## DOCUMENT TEXT
* Start *

Adams Family Correspondence, volume 10

John Adams to Abigail Adams, 6 January 1794 Adams, John Adams, Abigail
John Adams to Abigail Adams
My dearest Friend Philadelphia January 6. 1794

The Door Keeper has just brought me your kind Letter of Decr 28.1

Freneau’s Paper is discontinued and Fenno’s is become a daily advertising Paper and has not yet been worth Sending you.2 The State Papers will be reprinted in Russells Paper which you have and there has been nothing else worth Reading. I Send you the Negotiations with Genet, inclosed.3

The Algerines will cost this Country very dear. We may curse them, as much as We please and fight them as long as We will, and after all We must advance them the Cash. This has been long my Opinion but I could not be believed. We may rave against the English and Spaniards: but We had better learn better manners than wantonly to insult and provoke Nations who have Power to hurt Us.

Genet has not appeared at the Levee: but he made me a Visit in Ceremony, soon after he came to Town, which I returned the second day afterwards.

Jefferson went off Yesterday, and a good riddance of bad ware. I 30 hope his Temper will be more cool and his Principles more reasonable in Retirement than they have been in office. I am almost tempted to wish he may be chosen Vice President at the next Election for there if he could do no good, he could do no harm. He has Talents I know, and Integrity I believe: but his mind is now poisond with Passion Prejudice and Faction.

You have drawn an affecting Picture of Distress in the Family of Dr Rhoads. How it is possible for People to marry and proceed to getting a Brood of Children without any means of support, I know not. A more imprudent Enterprise never was undertaken than the Removal of that Family to Braintree, and after they came there, they never took one Step, which common Sense would have dictated to get into Business. I hope however you will contribute as much as you can to alleviate her Distress.4 My Imagination has often painted to me exactly Such a Picture in a Case of our Silly Charles, who was once in a fair Way to have raised as happy a family but who I hope is grown wiser. You ought to have written the history of Mrs Rhoads and her Children to him.

We have had a cold day or two: but the Weather is now as beautiful as it was last Winter. I think it is not quite so warm and therefore I hope will not lay a foundation for another Summer like the last.— We have no News of Cheesman. Brisler wants his Cloaths more than I do, mine.

Columbus has been reprinted in Several Papers in New York but not yet in this City. Parties run high in South Carolina. A Mr S. Drayton has published a curious Narration of his own Sufferings but has not even denied the Fact of which he was charged.5 My News Mans Address has it At home dissentions Seem to rend Or threat, our Infant State ’Bout Treaties made; yet unexplain’d With Citizen Genet. The People in general are wise, upright, firm and Steady: But There are little groups of Wrong heads in every principal Town.

* End *

## PROBLEM STATEMENT
Output the passage of the 1794 letter from John Adams that runs from "John Adams to Abigail Adams, 6" to "to hurt Us.", word for word.

## STORED RECORDS
* Start *

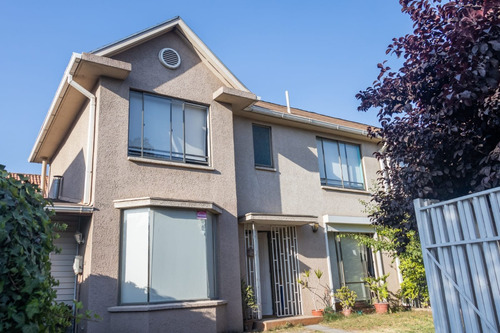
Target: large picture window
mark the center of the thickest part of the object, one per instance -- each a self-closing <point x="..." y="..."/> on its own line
<point x="351" y="263"/>
<point x="167" y="255"/>
<point x="340" y="164"/>
<point x="168" y="129"/>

* End *

## ANSWER TO THE PROBLEM
John Adams to Abigail Adams, 6 January 1794 Adams, John Adams, Abigail
John Adams to Abigail Adams
My dearest Friend Philadelphia January 6. 1794

The Door Keeper has just brought me your kind Letter of Decr 28.1

Freneau’s Paper is discontinued and Fenno’s is become a daily advertising Paper and has not yet been worth Sending you.2 The State Papers will be reprinted in Russells Paper which you have and there has been nothing else worth Reading. I Send you the Negotiations with Genet, inclosed.3

The Algerines will cost this Country very dear. We may curse them, as much as We please and fight them as long as We will, and after all We must advance them the Cash. This has been long my Opinion but I could not be believed. We may rave against the English and Spaniards: but We had better learn better manners than wantonly to insult and provoke Nations who have Power to hurt Us.